Task statement: From the line containing "Expected behaviour: for every instance of the steel" to the last line of the records below, retype every line exactly and output nothing else.

──────────

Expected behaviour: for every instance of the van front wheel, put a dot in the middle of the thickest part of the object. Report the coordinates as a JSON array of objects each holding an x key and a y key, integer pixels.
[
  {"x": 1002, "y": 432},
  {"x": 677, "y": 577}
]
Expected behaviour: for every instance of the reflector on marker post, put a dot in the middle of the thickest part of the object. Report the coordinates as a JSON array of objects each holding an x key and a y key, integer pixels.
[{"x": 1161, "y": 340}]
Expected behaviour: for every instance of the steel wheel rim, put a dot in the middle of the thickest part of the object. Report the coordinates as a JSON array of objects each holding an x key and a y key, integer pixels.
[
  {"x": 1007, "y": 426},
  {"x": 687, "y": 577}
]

──────────

Result of the exercise:
Expected behaviour: for every instance of the steel wheel rim, put a dot in the middle of the thickest part of the object. Report the coordinates as a JSON array of objects each holding an x key and a y key, integer pixels.
[
  {"x": 1007, "y": 426},
  {"x": 687, "y": 577}
]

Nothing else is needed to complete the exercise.